─── DATA SUPPLIED ───
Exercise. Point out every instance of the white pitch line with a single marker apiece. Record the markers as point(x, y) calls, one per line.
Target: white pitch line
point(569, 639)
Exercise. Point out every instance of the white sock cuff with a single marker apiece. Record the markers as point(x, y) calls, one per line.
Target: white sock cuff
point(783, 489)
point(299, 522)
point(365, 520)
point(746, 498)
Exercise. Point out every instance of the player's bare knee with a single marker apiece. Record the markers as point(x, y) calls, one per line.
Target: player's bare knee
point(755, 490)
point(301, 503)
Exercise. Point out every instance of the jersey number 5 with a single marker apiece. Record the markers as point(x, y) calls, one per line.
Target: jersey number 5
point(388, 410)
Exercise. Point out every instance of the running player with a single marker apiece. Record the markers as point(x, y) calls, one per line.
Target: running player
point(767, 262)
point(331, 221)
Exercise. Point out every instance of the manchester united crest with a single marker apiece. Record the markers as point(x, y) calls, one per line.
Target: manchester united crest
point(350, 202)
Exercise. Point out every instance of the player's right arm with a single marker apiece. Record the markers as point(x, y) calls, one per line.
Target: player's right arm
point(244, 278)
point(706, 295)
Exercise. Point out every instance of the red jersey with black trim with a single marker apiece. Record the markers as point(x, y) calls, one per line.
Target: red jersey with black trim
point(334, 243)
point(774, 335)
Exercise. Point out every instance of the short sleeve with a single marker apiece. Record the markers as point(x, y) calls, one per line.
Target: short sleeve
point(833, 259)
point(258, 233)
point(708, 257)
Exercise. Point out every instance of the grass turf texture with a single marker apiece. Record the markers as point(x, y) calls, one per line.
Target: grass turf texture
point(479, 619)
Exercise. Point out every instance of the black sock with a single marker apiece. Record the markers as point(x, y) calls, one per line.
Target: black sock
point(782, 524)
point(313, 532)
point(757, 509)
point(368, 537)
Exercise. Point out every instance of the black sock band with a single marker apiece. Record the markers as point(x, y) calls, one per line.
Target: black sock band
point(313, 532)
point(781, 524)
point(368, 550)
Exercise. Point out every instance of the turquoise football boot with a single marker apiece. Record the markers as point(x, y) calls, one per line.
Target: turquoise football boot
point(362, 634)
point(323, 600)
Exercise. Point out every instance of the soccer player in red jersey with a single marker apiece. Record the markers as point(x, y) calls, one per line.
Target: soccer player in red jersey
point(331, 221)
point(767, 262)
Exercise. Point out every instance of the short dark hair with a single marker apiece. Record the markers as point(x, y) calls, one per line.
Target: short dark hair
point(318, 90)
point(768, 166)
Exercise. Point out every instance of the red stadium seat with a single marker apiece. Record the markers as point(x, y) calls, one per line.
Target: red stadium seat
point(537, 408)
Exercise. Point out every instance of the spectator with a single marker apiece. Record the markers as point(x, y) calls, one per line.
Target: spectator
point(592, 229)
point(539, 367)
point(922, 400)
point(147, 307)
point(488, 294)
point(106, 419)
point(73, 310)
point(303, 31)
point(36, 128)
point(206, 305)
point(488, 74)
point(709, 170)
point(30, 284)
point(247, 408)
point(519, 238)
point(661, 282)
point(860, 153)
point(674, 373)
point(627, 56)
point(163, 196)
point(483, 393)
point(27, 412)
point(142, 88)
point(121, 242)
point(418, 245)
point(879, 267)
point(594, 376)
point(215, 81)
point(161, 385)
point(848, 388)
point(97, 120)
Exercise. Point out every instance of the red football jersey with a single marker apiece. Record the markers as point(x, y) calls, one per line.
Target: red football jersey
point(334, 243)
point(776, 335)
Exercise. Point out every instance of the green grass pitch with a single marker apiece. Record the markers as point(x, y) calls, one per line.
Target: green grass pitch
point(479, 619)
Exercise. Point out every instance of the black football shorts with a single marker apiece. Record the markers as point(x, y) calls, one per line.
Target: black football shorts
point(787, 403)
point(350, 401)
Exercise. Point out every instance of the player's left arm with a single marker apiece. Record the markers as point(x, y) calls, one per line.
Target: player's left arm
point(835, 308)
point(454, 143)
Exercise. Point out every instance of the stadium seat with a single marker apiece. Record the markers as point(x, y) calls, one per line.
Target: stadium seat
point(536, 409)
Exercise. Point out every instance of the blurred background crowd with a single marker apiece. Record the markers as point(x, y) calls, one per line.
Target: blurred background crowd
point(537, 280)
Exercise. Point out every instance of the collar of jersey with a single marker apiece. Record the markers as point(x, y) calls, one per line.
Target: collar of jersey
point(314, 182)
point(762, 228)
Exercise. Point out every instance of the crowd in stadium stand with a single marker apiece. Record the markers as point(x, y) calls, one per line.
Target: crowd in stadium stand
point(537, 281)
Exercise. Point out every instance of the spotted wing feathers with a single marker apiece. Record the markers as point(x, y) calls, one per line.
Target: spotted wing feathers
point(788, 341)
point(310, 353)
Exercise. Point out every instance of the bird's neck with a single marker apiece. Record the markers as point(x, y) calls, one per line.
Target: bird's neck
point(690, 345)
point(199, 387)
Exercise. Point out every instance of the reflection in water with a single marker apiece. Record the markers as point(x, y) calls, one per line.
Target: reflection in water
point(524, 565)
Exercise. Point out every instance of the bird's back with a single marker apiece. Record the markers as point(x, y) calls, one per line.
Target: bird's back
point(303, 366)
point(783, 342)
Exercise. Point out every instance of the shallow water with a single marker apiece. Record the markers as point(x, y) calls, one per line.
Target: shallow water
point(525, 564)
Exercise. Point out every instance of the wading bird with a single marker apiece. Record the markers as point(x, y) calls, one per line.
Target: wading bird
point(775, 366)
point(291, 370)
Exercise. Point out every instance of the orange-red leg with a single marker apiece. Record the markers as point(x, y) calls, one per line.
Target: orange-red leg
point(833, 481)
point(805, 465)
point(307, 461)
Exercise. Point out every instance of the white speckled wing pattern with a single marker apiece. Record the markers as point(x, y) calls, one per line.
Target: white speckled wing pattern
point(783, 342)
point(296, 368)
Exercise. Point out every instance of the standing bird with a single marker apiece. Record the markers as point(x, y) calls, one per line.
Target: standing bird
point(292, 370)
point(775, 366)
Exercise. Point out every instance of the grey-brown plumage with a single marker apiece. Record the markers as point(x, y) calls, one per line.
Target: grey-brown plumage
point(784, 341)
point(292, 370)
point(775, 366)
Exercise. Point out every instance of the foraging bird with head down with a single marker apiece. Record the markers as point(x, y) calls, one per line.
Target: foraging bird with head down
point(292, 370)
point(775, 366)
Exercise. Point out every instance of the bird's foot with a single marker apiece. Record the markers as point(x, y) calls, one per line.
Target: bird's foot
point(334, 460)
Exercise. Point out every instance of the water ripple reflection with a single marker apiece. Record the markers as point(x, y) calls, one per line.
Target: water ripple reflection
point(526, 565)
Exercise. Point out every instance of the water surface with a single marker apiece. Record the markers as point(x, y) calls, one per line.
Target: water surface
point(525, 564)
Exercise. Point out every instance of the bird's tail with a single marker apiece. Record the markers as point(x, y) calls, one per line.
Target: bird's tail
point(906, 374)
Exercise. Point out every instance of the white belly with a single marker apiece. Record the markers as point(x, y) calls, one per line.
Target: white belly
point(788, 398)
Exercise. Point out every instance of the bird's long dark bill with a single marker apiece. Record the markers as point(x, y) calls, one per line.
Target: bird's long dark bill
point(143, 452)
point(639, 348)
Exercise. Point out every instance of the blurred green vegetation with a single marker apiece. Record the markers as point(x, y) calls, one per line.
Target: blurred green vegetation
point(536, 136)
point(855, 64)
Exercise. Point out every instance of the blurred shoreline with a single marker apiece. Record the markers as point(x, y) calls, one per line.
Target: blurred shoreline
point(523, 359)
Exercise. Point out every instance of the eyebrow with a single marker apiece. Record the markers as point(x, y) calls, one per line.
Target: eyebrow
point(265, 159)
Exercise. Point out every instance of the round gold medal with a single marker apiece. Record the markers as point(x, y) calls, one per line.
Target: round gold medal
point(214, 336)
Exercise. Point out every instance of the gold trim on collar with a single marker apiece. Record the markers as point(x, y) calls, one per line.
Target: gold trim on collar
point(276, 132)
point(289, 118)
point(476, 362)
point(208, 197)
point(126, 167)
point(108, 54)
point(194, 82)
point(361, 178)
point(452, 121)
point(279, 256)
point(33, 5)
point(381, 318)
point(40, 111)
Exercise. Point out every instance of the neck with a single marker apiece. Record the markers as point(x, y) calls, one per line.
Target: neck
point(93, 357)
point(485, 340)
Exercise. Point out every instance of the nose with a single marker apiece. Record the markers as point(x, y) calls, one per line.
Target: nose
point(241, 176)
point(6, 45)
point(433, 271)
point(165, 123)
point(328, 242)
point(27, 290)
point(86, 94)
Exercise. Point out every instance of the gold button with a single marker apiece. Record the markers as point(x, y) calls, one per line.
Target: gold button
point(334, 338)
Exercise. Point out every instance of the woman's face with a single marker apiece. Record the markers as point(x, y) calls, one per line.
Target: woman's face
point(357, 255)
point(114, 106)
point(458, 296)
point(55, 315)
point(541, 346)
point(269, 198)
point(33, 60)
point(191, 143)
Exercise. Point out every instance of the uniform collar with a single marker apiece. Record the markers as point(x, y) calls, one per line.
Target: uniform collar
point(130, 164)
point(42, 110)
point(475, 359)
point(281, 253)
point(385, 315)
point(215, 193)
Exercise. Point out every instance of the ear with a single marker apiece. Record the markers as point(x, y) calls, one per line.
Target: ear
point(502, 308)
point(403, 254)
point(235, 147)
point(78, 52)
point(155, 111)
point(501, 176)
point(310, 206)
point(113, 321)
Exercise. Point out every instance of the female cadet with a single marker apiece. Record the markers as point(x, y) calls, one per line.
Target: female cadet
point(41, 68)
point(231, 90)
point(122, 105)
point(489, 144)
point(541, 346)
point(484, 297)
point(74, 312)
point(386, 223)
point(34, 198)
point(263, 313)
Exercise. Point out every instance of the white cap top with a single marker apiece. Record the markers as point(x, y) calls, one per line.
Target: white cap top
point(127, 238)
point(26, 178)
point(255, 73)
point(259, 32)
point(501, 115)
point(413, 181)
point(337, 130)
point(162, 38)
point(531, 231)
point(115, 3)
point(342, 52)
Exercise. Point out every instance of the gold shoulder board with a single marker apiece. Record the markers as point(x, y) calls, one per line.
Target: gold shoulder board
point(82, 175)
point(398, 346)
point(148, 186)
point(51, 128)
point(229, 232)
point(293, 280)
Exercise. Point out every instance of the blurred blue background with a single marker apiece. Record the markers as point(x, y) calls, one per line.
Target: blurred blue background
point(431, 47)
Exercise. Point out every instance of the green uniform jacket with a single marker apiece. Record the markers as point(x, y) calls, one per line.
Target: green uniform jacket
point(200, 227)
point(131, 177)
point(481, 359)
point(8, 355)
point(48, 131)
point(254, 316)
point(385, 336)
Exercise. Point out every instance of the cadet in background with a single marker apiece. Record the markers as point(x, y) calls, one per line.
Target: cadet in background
───
§ **WRITTEN INSTRUCTION**
Please format the entries from the first line through the line containing "point(706, 295)" as a numbered list, leaving out any blank lines.

§ **ANSWER TO THIS EXERCISE**
1. Exercise. Point out every instance of the white pitch line with a single marker apiece. Record the markers as point(x, y) calls, one per line.
2. Target: white pitch line
3. point(569, 639)
4. Exercise. Point out every instance of the white sock cuff with a single marker apiece. Record the markers as point(x, y) calls, one per line.
5. Target: white sock cuff
6. point(783, 489)
7. point(299, 522)
8. point(365, 520)
9. point(746, 498)
10. Exercise. Point out every instance of the player's bare knee with a single marker apiece. Record the markers as point(x, y) calls, one per line.
11. Target: player's bare knee
12. point(755, 490)
13. point(301, 503)
14. Exercise. Point out every instance of the jersey number 5 with a single marker apiece. Record the markers as point(x, y) calls, one per line.
15. Target: jersey number 5
16. point(388, 410)
17. Exercise. Point out every instance of the running player with a single marker apiece. Record the markers as point(x, y) calls, one per line.
18. Target: running player
19. point(767, 262)
20. point(331, 221)
21. Exercise. Point out every instance of the manchester united crest with a single marker apiece. Record the markers as point(x, y) calls, one per line.
22. Target: manchester united crest
23. point(350, 202)
24. Exercise. Point out every instance of the player's right arm with a single marker apiece. Record the markers as point(x, y) calls, one per line.
25. Target: player's right arm
26. point(244, 278)
27. point(706, 295)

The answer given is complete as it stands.